Among the entries below, find the lines holding "coordinates" and copy them.

BEGIN The input

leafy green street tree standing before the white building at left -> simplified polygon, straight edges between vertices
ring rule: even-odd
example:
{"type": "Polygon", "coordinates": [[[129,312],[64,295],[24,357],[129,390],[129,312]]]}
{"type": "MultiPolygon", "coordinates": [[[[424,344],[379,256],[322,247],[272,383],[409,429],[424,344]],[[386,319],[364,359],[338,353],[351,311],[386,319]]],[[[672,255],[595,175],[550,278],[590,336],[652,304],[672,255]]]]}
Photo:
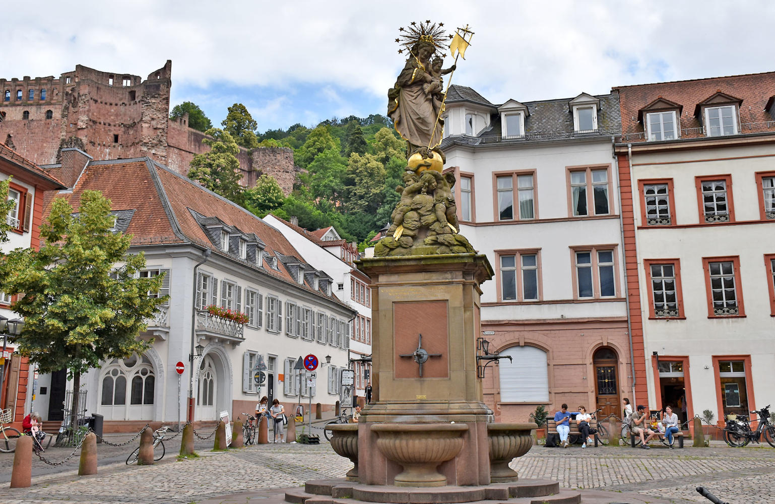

END The input

# [Answer to this exercise]
{"type": "Polygon", "coordinates": [[[129,312],[64,295],[24,357],[129,390],[129,312]]]}
{"type": "MultiPolygon", "coordinates": [[[[424,344],[379,256],[322,247],[272,383],[409,429],[424,344]],[[386,319],[364,359],[338,353],[351,311],[386,319]]],[[[672,255],[595,175],[550,278],[590,336],[652,304],[672,255]]]]}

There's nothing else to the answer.